BEGIN SOURCE EXTRACT

Thanks HKJ for your valuable input, your technical view is as always highly appreciated.

Since you like the 2A, i have voted for 2.0A now too!

:p

PFC = installing more capacitors? If so I can see how it would cost more.

That is not enough today, a full compensation requires an activate circuit that will regulate the current draw.

Here is some more explanation (It is technical): http://www.fairchildsemi.com/an/AN/AN-42047.pdf

my PC power supply, engineered in Gemany, has it.

active PFC:

kreisl wins :p

It would be illegal in the entire EU, if the PFC was missing or you would have a very low power PC.

So what would you think about an integrated power supply (no power adapter!) in a dream charger with 4×3.0A output, say ~50-60Watts. Should it have active PFC too? :)

As I wrote above, I do not know exactly where the limit is today.

END SOURCE EXTRACT
BEGIN DATA LISTING

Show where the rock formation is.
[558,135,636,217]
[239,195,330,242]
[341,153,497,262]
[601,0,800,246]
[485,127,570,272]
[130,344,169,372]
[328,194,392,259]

END DATA LISTING

◆ **BRIEF**
Reproduce the discussion of power factor correction above in full, word for word.

◆ **THE RESULT**
Thanks HKJ for your valuable input, your technical view is as always highly appreciated.

Since you like the 2A, i have voted for 2.0A now too!

:p

PFC = installing more capacitors? If so I can see how it would cost more.

That is not enough today, a full compensation requires an activate circuit that will regulate the current draw.

Here is some more explanation (It is technical): http://www.fairchildsemi.com/an/AN/AN-42047.pdf

my PC power supply, engineered in Gemany, has it.

active PFC:

kreisl wins :p

It would be illegal in the entire EU, if the PFC was missing or you would have a very low power PC.

So what would you think about an integrated power supply (no power adapter!) in a dream charger with 4×3.0A output, say ~50-60Watts. Should it have active PFC too? :)

As I wrote above, I do not know exactly where the limit is today.